*** Text under study Section Begins ***

Travelling in Poland is very easy. International flights are operated by airports among others in Warsaw, Gdansk, Katowice, Lodz, Poznan, Szczecin, Bydgoszcz, Wroclaw, Krakow, Rzeszow and Lublin. The main airport in Poland is Warsaw’s Fryderyk Chopin Airport. You can take a bus to cities and to most smaller towns that have no rail connections. There is also minibus service offered by scores of carriers. PKP Intercity and Przewozy Regionalne operate railway long-haul connections, while regional carriers take passengers for shorter distances. The fastest train is Pendolino (designated for longer distance).
EU CITIZENS To enter Poland EU citizen need to have a valid travel document or a document confirming identity and citizenship. If you decide to travel abroad to non EU countries during your stay in Poland you should have a passport with you.
In the case of an emergency, injury, sudden disease or health deterioration, patients should either call an ambulance or go directly to a hospital. In this case medical transport is free of charge. But remember about presenting in hospital your valid European Health Insurance Card or a replacement certificate.

*** Text under study Section Ends ***

Your assignment:
Answer these questions using the text on travel in Poland:
1. Which airport does the text name as the main airport in Poland?
2. What should EU citizens have with them if they travel to non-EU countries during their stay in Poland?
3. What document must patients present at a hospital?

*** Extracted entries Section Begins ***

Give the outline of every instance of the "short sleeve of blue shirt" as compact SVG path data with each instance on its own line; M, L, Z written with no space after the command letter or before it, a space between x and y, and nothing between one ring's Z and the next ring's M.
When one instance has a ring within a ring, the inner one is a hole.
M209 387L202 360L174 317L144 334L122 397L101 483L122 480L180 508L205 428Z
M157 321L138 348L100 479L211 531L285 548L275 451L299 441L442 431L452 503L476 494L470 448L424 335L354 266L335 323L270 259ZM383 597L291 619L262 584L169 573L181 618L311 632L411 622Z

*** Extracted entries Section Ends ***
*** Extracted entries Section Begins ***

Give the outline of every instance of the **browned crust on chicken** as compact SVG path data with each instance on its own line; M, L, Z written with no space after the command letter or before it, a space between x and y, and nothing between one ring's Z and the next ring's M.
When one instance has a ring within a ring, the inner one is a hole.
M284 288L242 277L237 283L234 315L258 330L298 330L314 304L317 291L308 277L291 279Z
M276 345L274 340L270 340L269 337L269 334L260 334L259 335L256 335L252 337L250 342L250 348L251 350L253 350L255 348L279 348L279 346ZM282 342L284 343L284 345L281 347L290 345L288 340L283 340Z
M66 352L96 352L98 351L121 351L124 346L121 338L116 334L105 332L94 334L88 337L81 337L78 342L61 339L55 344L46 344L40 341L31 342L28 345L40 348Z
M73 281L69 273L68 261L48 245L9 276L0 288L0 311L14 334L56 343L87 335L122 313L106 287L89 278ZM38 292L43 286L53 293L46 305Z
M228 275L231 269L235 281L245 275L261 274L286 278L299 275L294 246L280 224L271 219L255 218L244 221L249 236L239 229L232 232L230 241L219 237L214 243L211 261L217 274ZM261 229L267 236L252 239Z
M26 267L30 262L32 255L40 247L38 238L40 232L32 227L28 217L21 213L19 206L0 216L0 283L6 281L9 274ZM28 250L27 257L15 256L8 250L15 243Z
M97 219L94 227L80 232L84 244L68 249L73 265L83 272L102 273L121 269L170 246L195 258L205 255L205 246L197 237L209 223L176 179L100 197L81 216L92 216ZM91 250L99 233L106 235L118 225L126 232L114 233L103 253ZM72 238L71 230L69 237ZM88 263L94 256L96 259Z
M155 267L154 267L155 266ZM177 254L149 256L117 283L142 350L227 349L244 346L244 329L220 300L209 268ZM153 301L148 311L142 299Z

*** Extracted entries Section Ends ***

Answer to this task:
1. Warsaw's Fryderyk Chopin Airport.
2. A passport.
3. A valid European Health Insurance Card or a replacement certificate.